Reunião do Ministério Público na parte da tarde de hoje também contou com a presença de representante das famílias e de Olenka Lins, da Defensoria Pública do Estado do Paraná, que tem feito a defesa das famílias na Guaporé e recomendação de que não haja despejo forçado nesses casos.

Posse e propriedade suspeita

“A prefeitura não tem nenhuma representação em relação a área que alega ser dela e, não tem atuado na forma da lei, mas sim pela vontade e interesse do executivo na pessoa da regional Portão”, critica Ivan Carlos Pinheiro, apoiador da ocupação e integrante da União de Moradores e Trabalhadores (UMT).

Para ele e várias pessoas que acompanham o caso, não está nítido para a sociedade a posse do terreno e qual área pertenceria à prefeitura. Informações obtidas pela reportagem com pessoas no interior da gestão atestam que não havia qualquer projeto estipulado para o terreno, embora agora o município sinalize reservar uma área de bosque para a área de mata do terreno.

A outra parte do terreno é particular, para a qual a reintegração de posse está suspensa por determinação da Justiça em momento de pandemia. Desde a década de 90, o espaço não cumpria qualquer função social.

O mandato do deputado estadual Goura (PDT), também em conversa exclusiva com o Brasil de Fato Paraná, elenca que acionou na tarde de hoje a Comissão de Direitos Humanos da Ordem dos Advogados do Brasil (OAB), oficiou o Tribunal de Justiça do estado, e deixou ciente o vice-prefeito, Eduardo Pimentel, sobre a gravidade do caso. A Comissão de Direitos Humanos da Assembleia Legislativa, via deputado Tadeu Veneri (PT), também foi acionada.

Moradores da ocupação prometem se reunir amanhã pela manhã na frente da casa de Rosicler para evitar que seja retirada do local.

**LISTAGEM FORNECIDA:**
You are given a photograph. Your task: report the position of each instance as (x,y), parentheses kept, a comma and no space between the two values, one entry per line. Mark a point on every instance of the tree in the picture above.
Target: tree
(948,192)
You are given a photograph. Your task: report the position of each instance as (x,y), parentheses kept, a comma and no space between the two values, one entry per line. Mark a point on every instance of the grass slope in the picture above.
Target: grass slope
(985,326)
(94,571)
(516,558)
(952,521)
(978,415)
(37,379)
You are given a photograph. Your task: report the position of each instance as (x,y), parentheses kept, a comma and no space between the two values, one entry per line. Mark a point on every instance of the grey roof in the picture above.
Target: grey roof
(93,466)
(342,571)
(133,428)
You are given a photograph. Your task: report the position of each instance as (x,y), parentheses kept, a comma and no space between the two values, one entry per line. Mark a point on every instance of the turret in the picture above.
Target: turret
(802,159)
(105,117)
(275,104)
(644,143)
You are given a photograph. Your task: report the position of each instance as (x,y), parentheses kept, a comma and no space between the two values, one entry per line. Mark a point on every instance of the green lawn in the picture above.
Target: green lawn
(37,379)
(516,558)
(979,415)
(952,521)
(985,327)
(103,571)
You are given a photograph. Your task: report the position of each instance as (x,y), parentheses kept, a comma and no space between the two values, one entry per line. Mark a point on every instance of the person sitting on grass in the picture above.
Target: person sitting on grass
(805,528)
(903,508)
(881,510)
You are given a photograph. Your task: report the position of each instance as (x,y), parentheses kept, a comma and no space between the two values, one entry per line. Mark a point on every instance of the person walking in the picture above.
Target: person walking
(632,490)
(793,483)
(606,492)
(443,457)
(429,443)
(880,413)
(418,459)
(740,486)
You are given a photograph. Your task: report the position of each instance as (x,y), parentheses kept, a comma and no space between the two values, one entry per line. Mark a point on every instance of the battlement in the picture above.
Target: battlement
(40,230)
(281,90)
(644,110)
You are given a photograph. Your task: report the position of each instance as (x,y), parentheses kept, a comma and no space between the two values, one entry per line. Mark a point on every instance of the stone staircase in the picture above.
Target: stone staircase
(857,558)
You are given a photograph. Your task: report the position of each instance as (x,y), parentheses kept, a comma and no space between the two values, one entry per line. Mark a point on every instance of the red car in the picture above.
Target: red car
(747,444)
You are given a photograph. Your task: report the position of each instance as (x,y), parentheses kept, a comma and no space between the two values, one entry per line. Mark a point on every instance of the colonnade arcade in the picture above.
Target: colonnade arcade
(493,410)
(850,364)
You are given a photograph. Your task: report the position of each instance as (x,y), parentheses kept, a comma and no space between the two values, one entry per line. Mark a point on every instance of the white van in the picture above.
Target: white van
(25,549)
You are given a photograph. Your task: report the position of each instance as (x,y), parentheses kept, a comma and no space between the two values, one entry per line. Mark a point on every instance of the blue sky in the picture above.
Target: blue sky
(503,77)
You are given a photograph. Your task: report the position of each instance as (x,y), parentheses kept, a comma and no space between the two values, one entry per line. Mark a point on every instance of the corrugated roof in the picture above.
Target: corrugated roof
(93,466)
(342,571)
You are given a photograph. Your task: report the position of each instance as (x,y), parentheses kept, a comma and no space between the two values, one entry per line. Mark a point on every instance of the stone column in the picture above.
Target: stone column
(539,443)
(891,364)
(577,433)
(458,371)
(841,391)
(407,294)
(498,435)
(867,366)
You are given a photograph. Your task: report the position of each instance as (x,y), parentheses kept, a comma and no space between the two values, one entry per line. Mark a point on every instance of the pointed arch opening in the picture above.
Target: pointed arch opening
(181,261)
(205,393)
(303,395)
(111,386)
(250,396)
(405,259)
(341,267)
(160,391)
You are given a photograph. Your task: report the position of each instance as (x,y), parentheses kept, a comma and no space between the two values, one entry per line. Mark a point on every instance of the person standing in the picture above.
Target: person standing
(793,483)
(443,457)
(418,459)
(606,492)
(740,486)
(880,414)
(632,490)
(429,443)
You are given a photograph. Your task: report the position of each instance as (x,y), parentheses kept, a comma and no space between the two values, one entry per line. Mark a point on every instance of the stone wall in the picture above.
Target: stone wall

**EXPLORE O MATERIAL:**
- A) Troque "Defensoria Pública" por "Procuradoria" e reproduza o trecho da reportagem que começa com as palavras contendo "Reunião do Ministério" e termina com "forçado nesses casos.".
- B) Por favor, indique, segundo a reportagem, desde quando a parte particular do terreno não cumpria qualquer função social.
A listagem provém de uma fonte diferente da reportagem.

**SOLUÇÕES A SEGUIR:**
- A)
Reunião do Ministério Público na parte da tarde de hoje também contou com a presença de representante das famílias e de Olenka Lins, da Procuradoria do Estado do Paraná, que tem feito a defesa das famílias na Guaporé e recomendação de que não haja despejo forçado nesses casos.

- B) Desde a década de 90.